**WHAT THE EXERCISE ASKS**
Pull every line of the records below out verbatim, and omit the pictures from your answer.

[Pointing entries for named objects]
* Start *

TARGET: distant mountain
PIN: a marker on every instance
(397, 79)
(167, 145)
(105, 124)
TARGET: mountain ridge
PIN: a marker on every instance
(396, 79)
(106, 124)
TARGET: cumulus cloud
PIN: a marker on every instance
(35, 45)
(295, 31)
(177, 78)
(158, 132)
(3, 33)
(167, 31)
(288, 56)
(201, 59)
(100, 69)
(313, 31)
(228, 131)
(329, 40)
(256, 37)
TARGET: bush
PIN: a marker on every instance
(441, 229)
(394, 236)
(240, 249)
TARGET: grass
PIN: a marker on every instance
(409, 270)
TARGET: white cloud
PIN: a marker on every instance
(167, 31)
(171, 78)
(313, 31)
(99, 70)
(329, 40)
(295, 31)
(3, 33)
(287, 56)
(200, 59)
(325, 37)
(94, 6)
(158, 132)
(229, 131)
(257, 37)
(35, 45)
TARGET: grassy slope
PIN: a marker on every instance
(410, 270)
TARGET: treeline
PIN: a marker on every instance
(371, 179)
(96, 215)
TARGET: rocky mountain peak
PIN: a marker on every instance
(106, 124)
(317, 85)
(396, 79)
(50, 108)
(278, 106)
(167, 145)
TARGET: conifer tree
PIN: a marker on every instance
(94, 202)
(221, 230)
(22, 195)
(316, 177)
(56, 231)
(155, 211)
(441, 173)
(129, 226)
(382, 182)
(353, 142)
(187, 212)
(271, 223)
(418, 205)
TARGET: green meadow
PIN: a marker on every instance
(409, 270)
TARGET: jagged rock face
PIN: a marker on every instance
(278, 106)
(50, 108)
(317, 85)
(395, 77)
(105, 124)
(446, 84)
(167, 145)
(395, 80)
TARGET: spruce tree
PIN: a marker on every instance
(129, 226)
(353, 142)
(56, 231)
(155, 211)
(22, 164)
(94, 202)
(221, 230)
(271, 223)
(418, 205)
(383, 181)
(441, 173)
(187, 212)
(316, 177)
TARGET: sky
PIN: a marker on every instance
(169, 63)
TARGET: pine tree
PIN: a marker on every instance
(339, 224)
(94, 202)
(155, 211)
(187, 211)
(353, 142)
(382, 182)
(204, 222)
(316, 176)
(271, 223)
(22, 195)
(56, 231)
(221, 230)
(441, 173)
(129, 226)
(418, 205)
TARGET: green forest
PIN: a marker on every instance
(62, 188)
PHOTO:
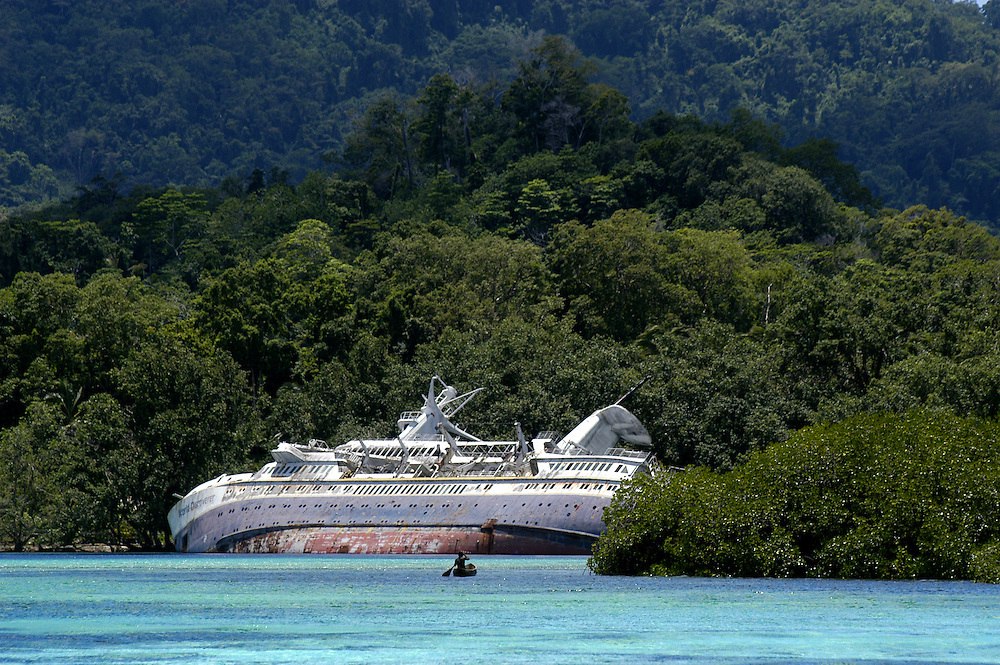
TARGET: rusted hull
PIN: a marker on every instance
(409, 540)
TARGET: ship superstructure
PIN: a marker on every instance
(433, 488)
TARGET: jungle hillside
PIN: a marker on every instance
(189, 93)
(824, 367)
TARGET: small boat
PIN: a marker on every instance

* End *

**REPLY**
TARGET: distant mountain
PIN: a marker on every instance
(397, 79)
(167, 145)
(105, 124)
TARGET: mountain ridge
PIN: a marker on every instance
(396, 79)
(106, 124)
TARGET: cumulus cloud
PIN: a marker on every instance
(35, 45)
(295, 31)
(177, 78)
(158, 132)
(3, 33)
(167, 31)
(288, 56)
(201, 59)
(100, 69)
(313, 31)
(228, 131)
(329, 40)
(256, 37)
TARGET: bush
PIN: a marker on every instance
(441, 229)
(394, 236)
(240, 249)
TARGET: grass
PIN: a marker on every instance
(409, 270)
TARGET: white cloud
PIN: a marker on every instance
(167, 31)
(171, 78)
(313, 31)
(99, 70)
(329, 40)
(295, 31)
(3, 33)
(287, 56)
(200, 59)
(325, 37)
(94, 6)
(158, 132)
(229, 131)
(257, 37)
(35, 45)
TARGET: grassy slope
PIN: a marker on every instance
(410, 270)
TARGET: treeline
PIN: a marker on every instance
(371, 179)
(96, 215)
TARGET: rocky mountain peak
PIN: a marker on every instance
(106, 124)
(317, 85)
(396, 79)
(50, 108)
(278, 106)
(167, 145)
TARGET: conifer tree
PIN: a marker on every instance
(94, 202)
(221, 230)
(22, 195)
(316, 177)
(56, 231)
(155, 211)
(441, 173)
(129, 226)
(382, 182)
(353, 142)
(187, 212)
(271, 223)
(418, 205)
TARGET: green meadow
PIN: a marker on every instance
(409, 270)
TARGET: jagged rock face
PIN: a marker on every instance
(278, 106)
(50, 108)
(317, 85)
(395, 77)
(105, 124)
(446, 84)
(167, 145)
(395, 80)
TARGET: spruce tree
PIN: a marker on every instance
(129, 226)
(353, 142)
(56, 231)
(155, 211)
(22, 164)
(94, 202)
(221, 230)
(271, 223)
(418, 205)
(383, 181)
(441, 173)
(187, 212)
(316, 177)
TARGET: sky
PIN: a marker on every instance
(169, 63)
TARGET: pine tree
PIN: a marker on every instance
(339, 224)
(94, 202)
(155, 211)
(187, 211)
(353, 142)
(382, 182)
(204, 222)
(316, 176)
(271, 223)
(22, 195)
(56, 231)
(221, 230)
(441, 173)
(129, 226)
(418, 205)
TARGET: green forest
PIN: a marker on every instance
(62, 188)
PHOTO:
TARGET: rusted hull
PIN: a marker on every instance
(409, 540)
TARGET: ship superstructure
PIN: a marker on every instance
(433, 488)
TARGET: jungle hillside
PIN: a marker on every instance
(189, 93)
(824, 367)
TARGET: small boat
PIN: a marker on every instance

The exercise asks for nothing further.